--- START Quoted text ---

But, Hotmail does have a very good system whereby you can set your account to only receive messages from your contacts. In this way, anything else is automatically channelled into your 'Junk Mail' folder which is automatically cleaned on a weekly basis.
Posted: Tue Oct 12, 2004 11:18 am
by Xandax
[QUOTE=frogus23]How does spam filtering work?
I use a non HTML email service on my dad's domain for personal mail, which I should hope it is impossible for anybody to read. But I am interested to know what keyword software hotmail for example uses to filter spam? If I sent a mail to you now saying 'hey Vicsun wanna buy cheap cheap ultimate sex viagra' , would hotmail shoot it down from keywords?[/QUOTE]
Many spamfilters look at the contens of an e-mail and runs the words through an regular expresion checker which matches them with the contens of databases/known spam words. The most advanced of these will pick up Viagr@, Viiii@gr@, V|i|a|g|r|a combinations and so on.
Some also just sets up rules and allows things to pass that hasn't certain words in them. These aren't very sophisticated, and you need to set up rules for most any combination. Usually freebe software bundled with something (This was the spam filter in Norton Internet Security 2003 which I run

- thank god I've found a much better free spamfilter)
Further some only allows e-mails from known contacts to pass through the filter, so you have to "clear" people to be able to send e-mails to you - somewhat similar to phonecalls where you screen incomming calls and only pick up from people whos number you know. These are the most safe, because you only accept e-mails you trust, but also the ones that bring most inconvience to both you and your e-mail partners.
Some uses a combination of all three.
There are more variations out there, but these 3 are the most common ways of checking for spam.
Posted: Tue Oct 12, 2004 11:41 am
by Vicsun
[QUOTE=frogus23]How does spam filtering work?
I use a non HTML email service on my dad's domain for personal mail, which I should hope it is impossible for anybody to read. But I am interested to know what keyword software hotmail for example uses to filter spam? If I sent a mail to you now saying 'hey Vicsun wanna buy cheap cheap ultimate sex viagra' , would hotmail shoot it down from keywords?[/QUOTE]
gMail and Hotmail basically do the same thing. They 'scan' (I don't like the phrase
read through, as it implies understanding) your e-mail for certain words or phrases and then compare them to a set of words/phrases in some database.
What spam filters do next, is assign a value to each word. Most words would have a value of zero. Words which are common in spam would have a value higher than zero. For example the word
V1/\gr@ might be assigned a value of 101 while the word
discount and the phrase
50% off! might be assigned a value of 50. Then every e-mail which has a value higher than f.ex. 100 will get marked as spam. So a single occurrence of the word
V1/\gr@ would be enough to mark the mail as spam.
But regardless of the actual mechanisms, spam filtering in webmail requires your e-mail to be 'read' by robots. This is no different than what gMail does, apart from the fact that gMail also uses gathered keywords to display text advertisments.
IMO it's not scanning you need to be worried about - it's trusting the webmail company (be it Google or Microsoft) with your emails stored on their servers.
As for POP3 (non-html) mail - while it isn't scanned by 3rd party robots for spam and ads, it is far from secure. Netiquette states that you shouldn't email anything you wouldn't want posted on the front page of your local newspaper

. Reality isn't quite that scary, but unless you encrypt every email you send, it's trivially easy for someone else to intercept it - the email will pass through several servers and will most likely be stored in some log somewhere.

--- END Quoted text ---
--- START Extracted entries ---

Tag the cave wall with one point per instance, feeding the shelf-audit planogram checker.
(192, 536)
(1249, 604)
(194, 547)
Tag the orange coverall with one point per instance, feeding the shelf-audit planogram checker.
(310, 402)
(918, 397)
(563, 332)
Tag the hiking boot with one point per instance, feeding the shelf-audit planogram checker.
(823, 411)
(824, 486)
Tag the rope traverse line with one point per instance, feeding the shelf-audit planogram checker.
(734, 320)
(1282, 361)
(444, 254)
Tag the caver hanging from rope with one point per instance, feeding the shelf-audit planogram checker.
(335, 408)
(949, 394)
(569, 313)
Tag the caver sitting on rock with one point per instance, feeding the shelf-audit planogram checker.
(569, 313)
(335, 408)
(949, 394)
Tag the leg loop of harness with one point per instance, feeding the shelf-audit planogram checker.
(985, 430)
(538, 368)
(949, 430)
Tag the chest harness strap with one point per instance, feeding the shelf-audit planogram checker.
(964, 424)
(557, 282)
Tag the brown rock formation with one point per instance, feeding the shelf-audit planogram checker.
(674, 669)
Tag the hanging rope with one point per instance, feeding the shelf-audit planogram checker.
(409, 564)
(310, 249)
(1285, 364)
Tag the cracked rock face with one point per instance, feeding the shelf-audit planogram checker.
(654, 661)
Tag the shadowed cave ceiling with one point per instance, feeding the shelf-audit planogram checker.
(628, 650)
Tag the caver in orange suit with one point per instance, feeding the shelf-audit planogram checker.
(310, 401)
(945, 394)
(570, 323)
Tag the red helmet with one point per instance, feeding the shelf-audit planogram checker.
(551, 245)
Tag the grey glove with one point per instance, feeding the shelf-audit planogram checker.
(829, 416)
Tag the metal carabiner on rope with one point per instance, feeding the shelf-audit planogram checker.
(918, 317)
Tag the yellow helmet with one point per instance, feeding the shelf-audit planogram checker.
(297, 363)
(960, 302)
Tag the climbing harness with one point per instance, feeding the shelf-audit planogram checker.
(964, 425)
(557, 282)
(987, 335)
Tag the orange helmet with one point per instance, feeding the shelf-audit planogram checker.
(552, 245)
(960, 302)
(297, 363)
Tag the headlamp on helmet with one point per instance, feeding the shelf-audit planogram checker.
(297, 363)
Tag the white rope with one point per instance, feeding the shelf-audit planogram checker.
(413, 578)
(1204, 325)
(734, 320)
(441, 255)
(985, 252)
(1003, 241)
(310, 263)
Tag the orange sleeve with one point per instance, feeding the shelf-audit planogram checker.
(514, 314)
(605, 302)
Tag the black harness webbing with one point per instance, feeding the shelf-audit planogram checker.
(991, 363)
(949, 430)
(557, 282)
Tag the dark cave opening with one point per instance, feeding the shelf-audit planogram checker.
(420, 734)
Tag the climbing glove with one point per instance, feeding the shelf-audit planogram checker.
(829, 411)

--- END Extracted entries ---

** What to do **
#1 In the forum thread on spam filtering, turn the paragraph beginning "Further some only allows e-mails from known contacts" into a short bulleted list that keeps its main facts.
#2 Carry on the forum thread on spam filtering from the point where it ends.
These entries come from another source, not from the forum thread on spam filtering.

** Per-task outputs **
#1
- Some filters let through only e-mails from known contacts, so you have to "clear" people before they can send you e-mail.
- This works much like screening phone calls and answering only numbers you recognize.
- These filters are the safest, since you accept only e-mails you trust.
- They also cause the most inconvenience for both you and the people you exchange e-mail with.

#2
I also found the following bit of info on MS Exchange:
MS Exchange has settings for the email retention period. If you delete something from your mailbox in Outlook, then empty your Trash folder, it's effectively gone from your view and you've no way to retrieve it. It is however stored in Exchange for as long as the administrators wish to hang onto it (and that "deleted" email is, indeed, backed up and restorable).
If you shift-delete an object out of your Inbox, using that wonderful permanent-kill technique that the tech-savvy thinks protects and anonymizes their email... it's stored for the email retention period listed by the sysadmins, is backed up, and is restorable. It looks very dead to /you/, but not to /us/.
So in conclusion: e-mail isn't 100% secure, and it's not meant to be. gMail scanning your e-mail should be, however, the least of your concerns as no human being will actually read your e-mail. It's not impossible for them to read it, it's just unlikely (if you read the privacy policy it probably says something along the lines of 'we won't read your emails or disclose them to third parties')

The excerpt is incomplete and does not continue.